--- START OF Extract provided ---

This is the right-hand-side function and the events

def rhsf(l, r, slowness, dsdx, dsdz, xaxis, zaxis, dx, dz):
"""RHS of raytracing ODE

Parameters
----------
r : dependent variable containing (x, z, px, pz, t)
l : indipendent variable l
slowness : slowness 2d model
dsdx : horizontal derivative of slowness 2d model
dsdz : vertical derivative of slowness 2d model
xaxis : horizontal axis
zaxis : vertical axis
dx : horizontal spacing
dz : vertical spacing

Returns
-------
drdt : RHS evaluation

"""
m, n = slowness.shape
# extract the different terms of the solution
x = r[0]
z = r[1]
px = r[2]
pz = r[3]
drdt = np.zeros(len(r))

# identify current position of the ray in the model
xx = (x - xaxis[0]) // dx
zz = (z - zaxis[0]) // dz
xx = min([xx, n-1])
xx = max([xx, 1])
zz = min([zz, m-1])
zz = max([zz, 1])

# extract s, ds/dx, ds/dz at current position (nearest-neighbour interpolation)

--- END OF Extract provided ---
--- START OF Stored records ---

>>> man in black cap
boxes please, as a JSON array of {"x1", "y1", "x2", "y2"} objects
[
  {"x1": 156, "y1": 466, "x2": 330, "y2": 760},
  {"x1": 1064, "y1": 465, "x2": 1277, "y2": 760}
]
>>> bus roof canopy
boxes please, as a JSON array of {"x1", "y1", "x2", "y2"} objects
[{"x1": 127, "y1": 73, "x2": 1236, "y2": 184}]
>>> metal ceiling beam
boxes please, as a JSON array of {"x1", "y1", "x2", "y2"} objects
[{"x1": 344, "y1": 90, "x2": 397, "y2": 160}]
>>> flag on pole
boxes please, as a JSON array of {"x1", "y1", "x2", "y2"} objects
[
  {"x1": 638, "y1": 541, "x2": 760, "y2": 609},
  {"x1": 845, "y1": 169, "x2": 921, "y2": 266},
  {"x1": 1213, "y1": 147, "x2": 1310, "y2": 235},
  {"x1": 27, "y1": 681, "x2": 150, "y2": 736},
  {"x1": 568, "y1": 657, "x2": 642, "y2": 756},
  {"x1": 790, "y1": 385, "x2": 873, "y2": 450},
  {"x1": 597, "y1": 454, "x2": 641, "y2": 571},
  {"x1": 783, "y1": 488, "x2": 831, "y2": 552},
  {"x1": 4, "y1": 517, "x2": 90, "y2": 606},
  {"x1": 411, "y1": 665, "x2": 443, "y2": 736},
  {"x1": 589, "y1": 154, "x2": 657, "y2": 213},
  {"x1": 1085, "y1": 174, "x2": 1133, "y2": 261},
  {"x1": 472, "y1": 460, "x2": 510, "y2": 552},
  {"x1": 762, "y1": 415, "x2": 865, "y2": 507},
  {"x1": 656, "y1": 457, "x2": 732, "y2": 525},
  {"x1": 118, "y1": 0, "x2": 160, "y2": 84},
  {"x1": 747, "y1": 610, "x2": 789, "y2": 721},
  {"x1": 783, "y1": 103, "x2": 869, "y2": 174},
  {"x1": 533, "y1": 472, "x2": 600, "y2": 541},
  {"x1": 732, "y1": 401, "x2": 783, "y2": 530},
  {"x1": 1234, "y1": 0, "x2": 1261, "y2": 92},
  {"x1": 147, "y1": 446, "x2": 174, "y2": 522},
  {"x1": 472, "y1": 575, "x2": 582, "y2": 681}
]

--- END OF Stored records ---

What to do:
**A.** According to the raytracing code, what does the dependent variable r contain?
**B.** Retype the raytracing code exactly, starting with "m, n = slowness.shape" and going on through "xx = min([xx, n-1])".

Expected results:
**A.** It contains x, z, px, pz and t.

**B.**
m, n = slowness.shape
# extract the different terms of the solution
x = r[0]
z = r[1]
px = r[2]
pz = r[3]
drdt = np.zeros(len(r))

# identify current position of the ray in the model
xx = (x - xaxis[0]) // dx
zz = (z - zaxis[0]) // dz
xx = min([xx, n-1])